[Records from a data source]

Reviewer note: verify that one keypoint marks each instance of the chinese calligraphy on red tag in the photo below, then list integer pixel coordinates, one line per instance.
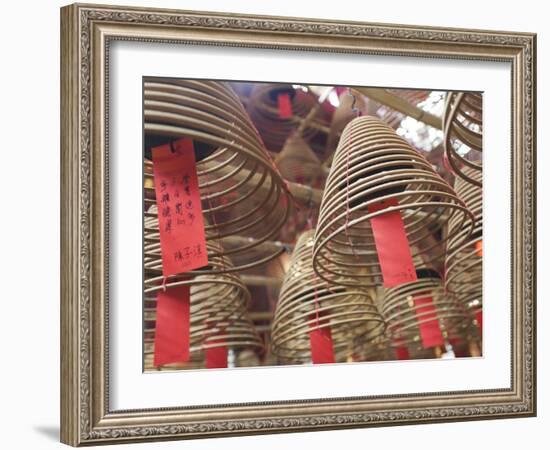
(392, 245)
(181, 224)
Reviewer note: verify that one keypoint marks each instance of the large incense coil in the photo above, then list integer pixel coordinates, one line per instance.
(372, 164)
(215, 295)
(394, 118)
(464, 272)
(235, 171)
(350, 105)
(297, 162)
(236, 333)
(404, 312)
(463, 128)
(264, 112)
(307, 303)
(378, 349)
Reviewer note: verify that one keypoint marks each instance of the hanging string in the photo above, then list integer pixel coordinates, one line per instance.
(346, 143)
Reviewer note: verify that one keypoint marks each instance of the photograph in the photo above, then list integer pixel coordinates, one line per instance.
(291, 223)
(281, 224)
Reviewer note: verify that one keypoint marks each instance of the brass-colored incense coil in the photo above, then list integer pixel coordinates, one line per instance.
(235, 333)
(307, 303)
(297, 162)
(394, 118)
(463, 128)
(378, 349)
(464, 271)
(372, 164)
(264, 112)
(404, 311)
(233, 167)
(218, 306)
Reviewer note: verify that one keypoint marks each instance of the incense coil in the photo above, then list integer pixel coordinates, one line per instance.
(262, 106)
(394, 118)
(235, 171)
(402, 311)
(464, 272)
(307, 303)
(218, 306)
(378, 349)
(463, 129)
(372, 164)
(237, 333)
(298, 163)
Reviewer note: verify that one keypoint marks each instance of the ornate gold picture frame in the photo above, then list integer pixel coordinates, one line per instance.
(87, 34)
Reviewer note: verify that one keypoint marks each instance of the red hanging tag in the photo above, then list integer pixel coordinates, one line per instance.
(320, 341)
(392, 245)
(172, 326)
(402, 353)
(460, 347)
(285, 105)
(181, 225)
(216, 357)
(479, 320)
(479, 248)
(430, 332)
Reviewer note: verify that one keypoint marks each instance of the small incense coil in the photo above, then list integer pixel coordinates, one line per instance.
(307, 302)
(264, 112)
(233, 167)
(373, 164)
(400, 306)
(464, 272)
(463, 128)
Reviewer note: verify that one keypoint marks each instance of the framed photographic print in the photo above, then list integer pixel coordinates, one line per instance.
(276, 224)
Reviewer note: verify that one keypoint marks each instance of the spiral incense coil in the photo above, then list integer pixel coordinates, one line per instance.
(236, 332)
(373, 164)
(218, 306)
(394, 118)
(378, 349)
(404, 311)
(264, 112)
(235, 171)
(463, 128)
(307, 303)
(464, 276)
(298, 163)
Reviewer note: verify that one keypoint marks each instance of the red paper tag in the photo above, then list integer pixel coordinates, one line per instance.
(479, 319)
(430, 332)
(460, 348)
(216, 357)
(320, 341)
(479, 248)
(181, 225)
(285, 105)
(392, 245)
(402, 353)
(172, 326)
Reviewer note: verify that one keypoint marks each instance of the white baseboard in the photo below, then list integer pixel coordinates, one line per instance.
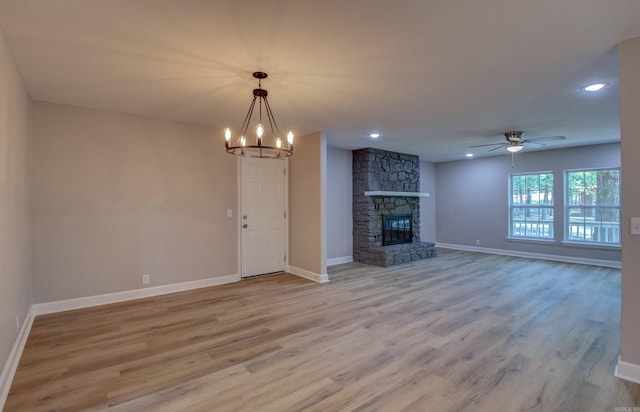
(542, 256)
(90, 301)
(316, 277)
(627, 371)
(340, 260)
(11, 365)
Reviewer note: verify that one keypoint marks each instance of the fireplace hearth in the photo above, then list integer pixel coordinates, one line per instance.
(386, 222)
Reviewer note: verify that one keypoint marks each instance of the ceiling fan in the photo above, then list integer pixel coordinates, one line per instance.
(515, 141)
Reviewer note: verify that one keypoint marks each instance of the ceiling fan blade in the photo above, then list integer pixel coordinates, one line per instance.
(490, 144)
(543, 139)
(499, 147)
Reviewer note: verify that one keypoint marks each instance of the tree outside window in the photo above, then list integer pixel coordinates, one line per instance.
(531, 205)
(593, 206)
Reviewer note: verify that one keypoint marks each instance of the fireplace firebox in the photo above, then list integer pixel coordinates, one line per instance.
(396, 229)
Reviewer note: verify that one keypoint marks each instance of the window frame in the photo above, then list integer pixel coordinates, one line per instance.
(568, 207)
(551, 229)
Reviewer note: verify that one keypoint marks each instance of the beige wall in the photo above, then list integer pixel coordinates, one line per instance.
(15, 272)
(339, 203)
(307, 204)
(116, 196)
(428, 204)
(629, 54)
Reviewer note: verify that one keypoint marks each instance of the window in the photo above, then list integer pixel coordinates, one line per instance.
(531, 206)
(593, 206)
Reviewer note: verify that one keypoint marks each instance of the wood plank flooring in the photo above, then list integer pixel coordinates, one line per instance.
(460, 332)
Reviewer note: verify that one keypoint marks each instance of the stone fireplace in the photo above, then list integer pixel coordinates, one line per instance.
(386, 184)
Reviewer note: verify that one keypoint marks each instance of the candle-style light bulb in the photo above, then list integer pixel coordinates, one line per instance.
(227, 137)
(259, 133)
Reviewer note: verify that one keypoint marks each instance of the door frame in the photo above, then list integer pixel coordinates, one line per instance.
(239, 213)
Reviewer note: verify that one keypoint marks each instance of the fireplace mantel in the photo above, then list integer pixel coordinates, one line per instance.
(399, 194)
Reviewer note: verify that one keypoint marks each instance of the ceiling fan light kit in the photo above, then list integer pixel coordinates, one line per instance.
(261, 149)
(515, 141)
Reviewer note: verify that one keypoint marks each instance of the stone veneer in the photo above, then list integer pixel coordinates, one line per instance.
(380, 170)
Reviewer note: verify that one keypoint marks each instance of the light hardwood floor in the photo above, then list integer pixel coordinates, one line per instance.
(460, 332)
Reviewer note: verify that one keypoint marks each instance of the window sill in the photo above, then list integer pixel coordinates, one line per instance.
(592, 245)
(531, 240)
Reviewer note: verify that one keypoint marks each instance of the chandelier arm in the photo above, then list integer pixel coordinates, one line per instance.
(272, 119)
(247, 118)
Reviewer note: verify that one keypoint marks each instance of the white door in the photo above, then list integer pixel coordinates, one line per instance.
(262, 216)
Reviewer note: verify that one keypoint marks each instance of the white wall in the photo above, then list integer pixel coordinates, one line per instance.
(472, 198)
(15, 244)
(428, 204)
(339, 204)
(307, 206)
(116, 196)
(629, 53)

Task instructions ▸ Above are the records; give them all again exactly, apart from the pictures.

The completed task ▸
Reviewer note: verify that one keypoint marks each instance of the chinese calligraphy on red tag in the photo below, then list integer pixel coordinates, one line per instance.
(392, 245)
(181, 224)
Reviewer note: verify that one keypoint marks each instance of the large incense coil in the photo above, then list integer pixel coordinates, one line per instance.
(372, 164)
(215, 295)
(394, 118)
(464, 272)
(235, 171)
(350, 105)
(297, 162)
(236, 333)
(404, 312)
(463, 128)
(264, 112)
(307, 303)
(378, 349)
Reviewer note: verify that one keypoint marks each instance of the hanging string in the photo above, then list integer pixel coordinates, one line per instance.
(346, 143)
Reviewer note: verify that one keypoint marks each instance of the photograph in the photo above, then list integer pixel coordinates, one line per instance.
(291, 223)
(281, 224)
Reviewer note: verify that one keypoint marks each instance of the brass-colored incense coil in the photo above, then list integer pixel coordinates, one line per instance.
(235, 333)
(307, 303)
(297, 162)
(394, 118)
(463, 128)
(378, 349)
(464, 271)
(372, 164)
(264, 112)
(404, 311)
(233, 167)
(218, 306)
Reviewer note: verify that one keypoint marks each instance of the incense coil in the photo above, then list integer pixel coordinates, one line per instance.
(262, 106)
(394, 118)
(235, 171)
(402, 311)
(464, 272)
(307, 303)
(218, 306)
(378, 349)
(463, 129)
(372, 164)
(237, 333)
(298, 163)
Reviewer note: verify that one keypoint marks each instance of the ornate gold picture frame in the photo above, then list integer pixel coordinates, one line per instance.
(87, 34)
Reviewer note: verify that one keypoint marks each instance of the red hanging tag in the photo above, then list integer pixel coordinates, one line per instance.
(320, 341)
(392, 245)
(172, 326)
(402, 353)
(460, 347)
(285, 105)
(181, 225)
(216, 357)
(479, 320)
(479, 248)
(430, 332)
Reviewer note: verify that one keypoint marks each instance of the small incense coil in the photo above, then list integer pixel coordinates, one line per instance.
(307, 302)
(264, 112)
(233, 167)
(373, 164)
(400, 306)
(464, 272)
(463, 128)
Reviewer note: verify that one keypoint marks each instance of the framed photographic print in the photo above, then list integer pixel coordinates, one line per instance.
(276, 224)
Reviewer note: verify that one keypoint marks each instance of the spiral incense coil in the photo above, then list integer pixel coordinates, one line per instance.
(236, 332)
(373, 164)
(218, 306)
(394, 118)
(378, 349)
(404, 311)
(264, 112)
(235, 171)
(463, 128)
(307, 303)
(464, 276)
(298, 163)
Reviewer note: verify that one keypoint marks each instance of the red paper tag in the photo above, then list integer pixel coordinates, one line per instance.
(479, 319)
(430, 332)
(460, 348)
(216, 357)
(320, 341)
(479, 248)
(181, 225)
(285, 105)
(392, 245)
(402, 353)
(172, 326)
Reviewer note: verify that one keypoint marks each instance of the white baseboard in the photo below, then list integer pixel coordinates, one line per instance.
(542, 256)
(90, 301)
(316, 277)
(627, 371)
(340, 260)
(11, 365)
Reviewer note: verify that one keypoint marks each instance of the fireplace hearth in the photo above, then list integer pixel coordinates, one line per instance.
(386, 222)
Reviewer note: verify that one keypoint marks each instance of the ceiling fan in the photo above, then list integer pixel coordinates, one line per instance.
(515, 141)
Reviewer note: verify that one keypoint marks each instance of the ceiling fan blade in the photo above, then list integer pixel coordinates, one line per instance.
(490, 144)
(543, 139)
(499, 147)
Reviewer note: verify that one keypoint marks each instance of the tree outside window in the photo above, then list integer pixel coordinates, one line per instance.
(531, 205)
(593, 206)
Reviewer note: verify that one keypoint marks each instance of the fireplace firebox in the photo above, then list integer pixel coordinates, one line per instance.
(396, 229)
Reviewer note: verify that one keypoint marks each instance of the window frame in the photo above, then list integer pixel coordinates, one line per instance.
(568, 207)
(551, 229)
Reviewer note: verify that one keypoint marks each instance of the beige wall in the photo above, then list integer pixel coordinates, one line per instance.
(15, 272)
(339, 203)
(307, 204)
(116, 196)
(428, 204)
(629, 54)
Reviewer note: verify that one keypoint marks each instance of the window in the photo above, then list integer pixel coordinates, one line per instance.
(531, 206)
(593, 206)
Reviewer note: verify that one keypoint marks each instance of the wood plank flooring in the photo above, then list integer pixel coordinates, one line per instance.
(460, 332)
Reviewer note: verify that one keypoint marks each instance of the stone fireplace in the photo above, then list integer pixel coordinates, one line per instance.
(386, 184)
Reviewer note: verify that one keypoint marks each instance of the candle-style light bulb in the photo above, then list integer pixel coordinates, one line per instance.
(227, 137)
(259, 133)
Reviewer note: verify that one keypoint marks each instance of the door frame in the photo above, then list integer pixel coordinates, one line per instance.
(239, 213)
Reviewer note: verify that one keypoint marks each instance of the fireplace mantel in the photo above, then list integer pixel coordinates, one line per instance.
(399, 194)
Reviewer note: verify that one keypoint marks each instance of the ceiling fan light kit in the photo above, then list integer pixel coordinates, one line per instance.
(261, 149)
(515, 141)
Reviewer note: verify that one keypoint marks each instance of the stone veneer in the photo above, then list integer pixel coordinates, one line per instance.
(380, 170)
Reviewer note: verify that one keypoint marks each instance of the light hardwood floor in the photo above, then list integer pixel coordinates, one line per instance.
(460, 332)
Reviewer note: verify that one keypoint marks each instance of the window sill in the photo above, then list integer pixel coordinates, one line per instance.
(592, 245)
(531, 240)
Reviewer note: verify that one keypoint marks each instance of the chandelier arm in the photo above, then list integer pixel coordinates, one line per instance.
(272, 119)
(247, 118)
Reviewer note: verify that one keypoint marks each instance of the white door in the photo above, then list integer pixel coordinates, one line per instance.
(262, 216)
Reviewer note: verify that one keypoint marks each instance of the white wall in the photo above, then list integer pixel coordinates, one line per instance.
(472, 198)
(15, 244)
(428, 204)
(339, 204)
(307, 206)
(116, 196)
(629, 53)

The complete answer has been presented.